Reading passage:

** Start **

But is my experience authentic? No one ever wrote a rap song about Girl Scouts and Black History programs.
Black poverty romanticized to the point where the actual pain of the inner city is a soundtrack to the affluent, white and black. A mother mourns her teenage son, a scholar, who’s life is cut short by a stray bullet. It is recycled and remixed to bang, bang, bang, drop the rocks, it’s hot on the block, fuck ’em, I don’t care, I got cheddar in hand, I’m the pimp of a mother’s prayer.
You wear my clothes
You wear my shoes
When you get sad
You sing my blues
You wear my hair
You war my skin
I won the war
I won the war within
We used to be sold
But now we sell ourselves
The children are buying
And they just cannot help
Copping our culture
They just want one more hit
We’re like one janky-ass fetish
That they cannot kick
It’s emphasized in our music, in our literature, in our art. County Brownies would try to prove who was the most “down” by dropping gratuitous “nigga this” and “nigga that.” They bragged about going to “the city,” to hang out with the real “niggas.” They knew folks. They Crip Walked. They kicked it with the hardcore. Because the city was where the real blackness was. The badassery for douchebaggery. The city was where you could be down.
But a County Brownie could switch in a minute. They didn’t like the deseg kids. They were bused in because of some court ruling. Something about integration. But no one cared. The deseg kids were anathema. They were lower than low. Their clothes weren’t cool and they didn’t talk right. They didn’t act right. I’d call it classism, but that was a dirty word in blackland. In the authentic black identity there’s only one class and it has no class.

** End **

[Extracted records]
** Start **

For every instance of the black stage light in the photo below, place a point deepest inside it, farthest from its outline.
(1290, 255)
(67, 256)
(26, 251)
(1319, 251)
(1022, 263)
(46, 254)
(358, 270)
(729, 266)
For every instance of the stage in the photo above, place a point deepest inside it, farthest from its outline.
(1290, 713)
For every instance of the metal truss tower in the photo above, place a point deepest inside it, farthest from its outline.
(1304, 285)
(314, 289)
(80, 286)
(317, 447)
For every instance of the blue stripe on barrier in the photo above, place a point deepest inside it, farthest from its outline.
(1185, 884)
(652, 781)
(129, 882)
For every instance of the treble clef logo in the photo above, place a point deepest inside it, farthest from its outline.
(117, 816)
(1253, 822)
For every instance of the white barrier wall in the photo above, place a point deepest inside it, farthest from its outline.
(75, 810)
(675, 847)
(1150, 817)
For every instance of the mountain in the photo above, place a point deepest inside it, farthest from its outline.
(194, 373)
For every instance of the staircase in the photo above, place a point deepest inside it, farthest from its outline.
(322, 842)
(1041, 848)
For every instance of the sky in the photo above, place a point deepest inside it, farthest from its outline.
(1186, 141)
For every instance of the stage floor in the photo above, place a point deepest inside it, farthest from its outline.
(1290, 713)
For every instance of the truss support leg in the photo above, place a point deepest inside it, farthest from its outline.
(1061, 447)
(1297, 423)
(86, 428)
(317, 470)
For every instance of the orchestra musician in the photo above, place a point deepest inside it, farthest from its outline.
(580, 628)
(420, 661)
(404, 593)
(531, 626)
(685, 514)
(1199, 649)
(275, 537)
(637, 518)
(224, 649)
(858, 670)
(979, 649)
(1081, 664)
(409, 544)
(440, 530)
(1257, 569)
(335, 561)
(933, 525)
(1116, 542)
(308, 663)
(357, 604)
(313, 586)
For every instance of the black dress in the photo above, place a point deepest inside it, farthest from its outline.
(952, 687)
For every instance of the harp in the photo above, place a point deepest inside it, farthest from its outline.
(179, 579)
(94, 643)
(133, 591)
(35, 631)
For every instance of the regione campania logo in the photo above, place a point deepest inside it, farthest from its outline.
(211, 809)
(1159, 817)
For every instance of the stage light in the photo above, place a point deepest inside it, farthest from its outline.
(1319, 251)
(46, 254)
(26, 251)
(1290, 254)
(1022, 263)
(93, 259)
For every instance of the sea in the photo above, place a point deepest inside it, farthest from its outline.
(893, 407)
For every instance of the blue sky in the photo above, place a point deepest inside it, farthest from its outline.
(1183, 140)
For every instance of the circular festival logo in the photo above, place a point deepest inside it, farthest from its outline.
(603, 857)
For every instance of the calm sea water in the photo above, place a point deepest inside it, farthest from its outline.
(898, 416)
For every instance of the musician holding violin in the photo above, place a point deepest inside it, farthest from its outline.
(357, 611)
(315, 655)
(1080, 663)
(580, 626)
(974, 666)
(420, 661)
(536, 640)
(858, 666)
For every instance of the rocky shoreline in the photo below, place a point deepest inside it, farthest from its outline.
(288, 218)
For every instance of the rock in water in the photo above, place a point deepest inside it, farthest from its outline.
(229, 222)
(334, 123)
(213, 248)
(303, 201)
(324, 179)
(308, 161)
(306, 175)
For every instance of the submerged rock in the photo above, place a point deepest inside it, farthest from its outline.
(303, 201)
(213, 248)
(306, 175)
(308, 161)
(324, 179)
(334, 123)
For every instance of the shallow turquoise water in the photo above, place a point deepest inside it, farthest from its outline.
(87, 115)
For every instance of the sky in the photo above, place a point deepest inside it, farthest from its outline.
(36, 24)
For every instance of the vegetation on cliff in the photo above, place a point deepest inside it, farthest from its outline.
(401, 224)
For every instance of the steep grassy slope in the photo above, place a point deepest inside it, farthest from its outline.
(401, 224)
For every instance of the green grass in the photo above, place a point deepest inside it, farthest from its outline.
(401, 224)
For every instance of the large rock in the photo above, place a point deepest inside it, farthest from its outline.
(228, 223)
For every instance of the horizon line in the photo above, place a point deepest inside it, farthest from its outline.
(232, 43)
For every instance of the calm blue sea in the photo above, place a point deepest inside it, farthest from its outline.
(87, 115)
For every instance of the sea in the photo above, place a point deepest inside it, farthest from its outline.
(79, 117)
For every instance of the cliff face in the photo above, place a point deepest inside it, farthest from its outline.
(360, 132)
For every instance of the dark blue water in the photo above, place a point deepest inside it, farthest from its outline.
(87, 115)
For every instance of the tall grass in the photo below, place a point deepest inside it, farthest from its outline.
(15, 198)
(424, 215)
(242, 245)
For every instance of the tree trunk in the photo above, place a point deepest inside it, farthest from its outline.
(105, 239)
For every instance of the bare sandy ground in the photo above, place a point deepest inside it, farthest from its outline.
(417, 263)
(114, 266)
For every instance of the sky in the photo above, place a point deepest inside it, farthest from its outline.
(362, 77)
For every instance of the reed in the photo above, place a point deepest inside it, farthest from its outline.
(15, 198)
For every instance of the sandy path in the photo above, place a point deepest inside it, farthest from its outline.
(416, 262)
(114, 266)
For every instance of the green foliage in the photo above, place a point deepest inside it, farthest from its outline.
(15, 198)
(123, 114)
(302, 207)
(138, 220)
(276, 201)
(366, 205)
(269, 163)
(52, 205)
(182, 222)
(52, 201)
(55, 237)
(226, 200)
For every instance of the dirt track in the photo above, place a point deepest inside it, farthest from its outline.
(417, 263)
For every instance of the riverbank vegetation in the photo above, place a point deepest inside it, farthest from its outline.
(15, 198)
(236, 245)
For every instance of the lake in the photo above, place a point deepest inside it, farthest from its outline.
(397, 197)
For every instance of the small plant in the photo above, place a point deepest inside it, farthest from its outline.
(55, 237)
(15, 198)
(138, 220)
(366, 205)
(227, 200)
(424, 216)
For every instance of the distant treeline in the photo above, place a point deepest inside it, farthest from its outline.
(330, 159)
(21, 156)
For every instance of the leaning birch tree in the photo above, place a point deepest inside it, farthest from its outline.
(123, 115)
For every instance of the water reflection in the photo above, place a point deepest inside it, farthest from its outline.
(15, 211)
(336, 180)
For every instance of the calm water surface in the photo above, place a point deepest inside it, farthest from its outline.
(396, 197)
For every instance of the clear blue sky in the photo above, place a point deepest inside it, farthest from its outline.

** End **

Tasks and exercises:
a. Reproduce the passage on authenticity and Black identity from "Black poverty romanticized" up to and including "a mother’s prayer.".
b. In the passage on authenticity and Black identity, why were the deseg kids bused in?

Solutions by task:
a.
Black poverty romanticized to the point where the actual pain of the inner city is a soundtrack to the affluent, white and black. A mother mourns her teenage son, a scholar, who’s life is cut short by a stray bullet. It is recycled and remixed to bang, bang, bang, drop the rocks, it’s hot on the block, fuck ’em, I don’t care, I got cheddar in hand, I’m the pimp of a mother’s prayer.

b. They were bused in because of a court ruling.